▶ **Texte fourni**:
=-=-=

Ma section de marche avec un Anglais

Les premières neiges

Un cratère enneigé

Derrière le cratère, l’immense caldera

L’Anglais qui me rattrape

La caldeira qui s’étend sur notre droite durant notre marche commune

Le sommet du  Teide surgit devant nous

Un peu plus haut, la végétation disparaît totalement

L’Anglais et moi arrivons ensemble en contrebas du cratère du premier objectif de la journée, le Pico Viejo, perché à 3100 mètres d’altitude. Les pentes de ce volcan sont totalement enneigées, si bien qu’on ne repère pas le chemin qui permet de les gravir. Par défaut, nous traçons notre route à travers la poudreuse et atteignons, quelques dizaines de mètres plus haut, la crête circulaire qui délimite l’immense cratère, où nous attend un mémorable spectacle visuel. Nous le savourons à deux, marchons encore quelques temps jusqu’au creux du vallon séparant le Pico Viejo du Pico del Teide et nous séparons là. Le cratère découvert ensemble était en effet l’objectif de mon camarade ; il doit à présent redescendre au creux de la caldeira, où est garée sa voiture, et emprunter pour ce faire le sentier par lequel j’aurais du gravir le Teide si j’avais respecté mes plans initiaux.

=-=-=

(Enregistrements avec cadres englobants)
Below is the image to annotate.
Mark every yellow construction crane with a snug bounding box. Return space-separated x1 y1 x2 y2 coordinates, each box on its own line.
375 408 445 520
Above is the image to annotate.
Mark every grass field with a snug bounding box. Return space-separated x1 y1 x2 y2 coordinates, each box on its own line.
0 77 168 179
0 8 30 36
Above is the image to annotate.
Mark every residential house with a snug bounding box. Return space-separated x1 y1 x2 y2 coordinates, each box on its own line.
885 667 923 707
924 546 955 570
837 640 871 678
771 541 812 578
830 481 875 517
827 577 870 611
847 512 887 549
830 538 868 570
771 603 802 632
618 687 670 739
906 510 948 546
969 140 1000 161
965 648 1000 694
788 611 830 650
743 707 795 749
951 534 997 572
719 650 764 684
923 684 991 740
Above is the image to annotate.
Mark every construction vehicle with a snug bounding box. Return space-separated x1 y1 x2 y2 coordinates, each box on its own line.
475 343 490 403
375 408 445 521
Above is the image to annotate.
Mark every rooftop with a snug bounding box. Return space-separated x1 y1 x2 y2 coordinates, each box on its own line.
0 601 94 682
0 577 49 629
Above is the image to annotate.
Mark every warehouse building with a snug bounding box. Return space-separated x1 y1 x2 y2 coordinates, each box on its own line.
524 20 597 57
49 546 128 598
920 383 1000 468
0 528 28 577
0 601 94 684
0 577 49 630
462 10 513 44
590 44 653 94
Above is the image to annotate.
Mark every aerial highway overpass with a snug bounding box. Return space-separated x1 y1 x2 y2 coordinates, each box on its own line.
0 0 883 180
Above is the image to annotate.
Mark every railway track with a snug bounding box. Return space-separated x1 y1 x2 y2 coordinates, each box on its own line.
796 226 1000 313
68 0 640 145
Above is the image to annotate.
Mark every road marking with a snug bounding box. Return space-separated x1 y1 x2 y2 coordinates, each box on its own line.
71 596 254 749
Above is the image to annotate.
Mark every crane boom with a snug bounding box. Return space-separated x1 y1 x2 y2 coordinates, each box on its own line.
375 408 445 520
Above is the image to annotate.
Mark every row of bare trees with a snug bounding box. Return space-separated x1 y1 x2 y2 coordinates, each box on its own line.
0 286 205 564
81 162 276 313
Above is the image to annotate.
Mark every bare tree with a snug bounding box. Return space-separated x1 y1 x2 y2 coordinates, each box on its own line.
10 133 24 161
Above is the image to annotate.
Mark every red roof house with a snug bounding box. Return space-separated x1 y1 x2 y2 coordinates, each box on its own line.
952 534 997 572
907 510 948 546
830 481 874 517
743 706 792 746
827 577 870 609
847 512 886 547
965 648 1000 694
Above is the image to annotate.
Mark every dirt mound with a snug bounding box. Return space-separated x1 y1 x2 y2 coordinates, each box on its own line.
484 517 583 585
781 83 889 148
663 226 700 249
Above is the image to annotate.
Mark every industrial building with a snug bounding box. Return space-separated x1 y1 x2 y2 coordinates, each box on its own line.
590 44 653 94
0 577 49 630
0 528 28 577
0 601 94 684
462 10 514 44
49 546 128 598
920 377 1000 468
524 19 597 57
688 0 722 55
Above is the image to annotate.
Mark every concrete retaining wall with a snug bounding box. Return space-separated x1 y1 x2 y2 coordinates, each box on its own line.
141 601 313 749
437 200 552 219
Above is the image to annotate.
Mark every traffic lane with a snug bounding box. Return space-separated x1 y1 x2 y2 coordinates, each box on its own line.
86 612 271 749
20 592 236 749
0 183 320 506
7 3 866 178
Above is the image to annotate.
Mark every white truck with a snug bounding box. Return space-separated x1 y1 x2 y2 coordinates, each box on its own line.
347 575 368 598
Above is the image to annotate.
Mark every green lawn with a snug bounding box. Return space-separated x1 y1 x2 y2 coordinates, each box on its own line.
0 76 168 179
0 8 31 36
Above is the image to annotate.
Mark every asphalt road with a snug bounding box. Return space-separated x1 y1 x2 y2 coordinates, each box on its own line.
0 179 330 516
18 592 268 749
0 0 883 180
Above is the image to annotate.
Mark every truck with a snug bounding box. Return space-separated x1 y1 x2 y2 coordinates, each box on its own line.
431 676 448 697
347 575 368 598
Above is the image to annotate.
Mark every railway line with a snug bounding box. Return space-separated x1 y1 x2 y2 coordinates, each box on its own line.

=-=-=

▶ **Consignes**:
1. Reproduisez intégralement le texte fourni sur la marche vers le Pico Viejo, sans rien y changer.
2. Recopiez chaque ligne du listing où figure la chaîne "construction", en tenant compte de la casse.

▶ **Réponses par consigne**:
1.
Ma section de marche avec un Anglais

Les premières neiges

Un cratère enneigé

Derrière le cratère, l’immense caldera

L’Anglais qui me rattrape

La caldeira qui s’étend sur notre droite durant notre marche commune

Le sommet du  Teide surgit devant nous

Un peu plus haut, la végétation disparaît totalement

L’Anglais et moi arrivons ensemble en contrebas du cratère du premier objectif de la journée, le Pico Viejo, perché à 3100 mètres d’altitude. Les pentes de ce volcan sont totalement enneigées, si bien qu’on ne repère pas le chemin qui permet de les gravir. Par défaut, nous traçons notre route à travers la poudreuse et atteignons, quelques dizaines de mètres plus haut, la crête circulaire qui délimite l’immense cratère, où nous attend un mémorable spectacle visuel. Nous le savourons à deux, marchons encore quelques temps jusqu’au creux du vallon séparant le Pico Viejo du Pico del Teide et nous séparons là. Le cratère découvert ensemble était en effet l’objectif de mon camarade ; il doit à présent redescendre au creux de la caldeira, où est garée sa voiture, et emprunter pour ce faire le sentier par lequel j’aurais du gravir le Teide si j’avais respecté mes plans initiaux.

2.
Mark every yellow construction crane with a snug bounding box. Return space-separated x1 y1 x2 y2 coordinates, each box on its own line.
Mark every construction vehicle with a snug bounding box. Return space-separated x1 y1 x2 y2 coordinates, each box on its own line.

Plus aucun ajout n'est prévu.